■ Your objective
Lay out every line of the rows below as a Markdown table with the columns "No." and "Line," numbering the lines in order and skipping any blank ones. Leave the pictures out of your answer.

■ Coordinate annotation records
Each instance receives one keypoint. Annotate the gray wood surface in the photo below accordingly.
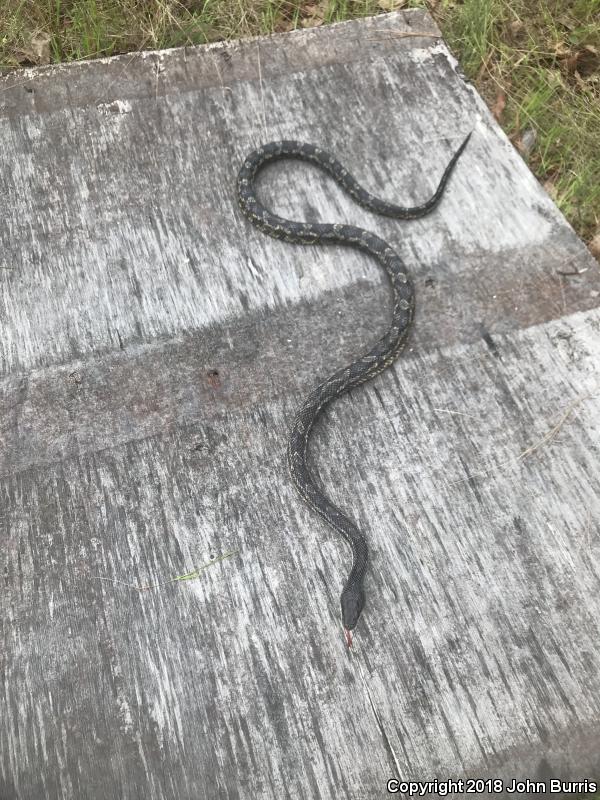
(153, 349)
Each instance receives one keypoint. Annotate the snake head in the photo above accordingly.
(352, 601)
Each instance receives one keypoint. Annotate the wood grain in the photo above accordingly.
(153, 350)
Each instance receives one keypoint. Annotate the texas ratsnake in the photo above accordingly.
(381, 355)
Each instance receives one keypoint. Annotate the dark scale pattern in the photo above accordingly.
(379, 357)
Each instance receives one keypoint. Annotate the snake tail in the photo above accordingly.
(378, 358)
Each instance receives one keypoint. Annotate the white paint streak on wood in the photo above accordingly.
(128, 278)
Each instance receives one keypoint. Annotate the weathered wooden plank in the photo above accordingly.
(154, 348)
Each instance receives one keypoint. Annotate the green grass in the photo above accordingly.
(536, 62)
(543, 56)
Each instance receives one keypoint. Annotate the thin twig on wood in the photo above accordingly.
(188, 576)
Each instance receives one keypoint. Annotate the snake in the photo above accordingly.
(380, 356)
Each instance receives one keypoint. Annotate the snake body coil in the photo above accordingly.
(379, 357)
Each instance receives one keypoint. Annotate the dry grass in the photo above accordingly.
(536, 62)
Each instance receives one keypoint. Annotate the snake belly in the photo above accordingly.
(381, 355)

■ Solution to this exercise
| No. | Line |
|---|---|
| 1 | Each instance receives one keypoint. Annotate the gray wood surface in the photo below accordingly. |
| 2 | (153, 349) |
| 3 | Each instance receives one keypoint. Annotate the snake head in the photo above accordingly. |
| 4 | (352, 601) |
| 5 | Each instance receives one keypoint. Annotate the wood grain in the photo above accordingly. |
| 6 | (153, 350) |
| 7 | Each instance receives one keypoint. Annotate the texas ratsnake in the photo above accordingly. |
| 8 | (381, 355) |
| 9 | Each instance receives one keypoint. Annotate the dark scale pattern in the photo above accordingly. |
| 10 | (379, 357) |
| 11 | Each instance receives one keypoint. Annotate the snake tail in the photo above accordingly. |
| 12 | (378, 358) |
| 13 | Each instance receives one keypoint. Annotate the white paint streak on wood in the photo above accordingly. |
| 14 | (128, 278) |
| 15 | Each instance receives one keypoint. Annotate the weathered wooden plank in the photo above accordingly. |
| 16 | (154, 348) |
| 17 | Each instance receives one keypoint. Annotate the green grass in the photo above accordingly. |
| 18 | (536, 62) |
| 19 | (543, 56) |
| 20 | Each instance receives one keypoint. Annotate the thin twig on wood in the photo above accordingly. |
| 21 | (188, 576) |
| 22 | Each instance receives one keypoint. Annotate the snake in the photo above accordingly. |
| 23 | (380, 356) |
| 24 | Each instance receives one keypoint. Annotate the snake body coil in the photo above accordingly. |
| 25 | (379, 357) |
| 26 | Each instance receives one keypoint. Annotate the dry grass in the photo above accordingly. |
| 27 | (536, 62) |
| 28 | Each instance receives one keypoint. Annotate the snake belly in the photo above accordingly. |
| 29 | (381, 355) |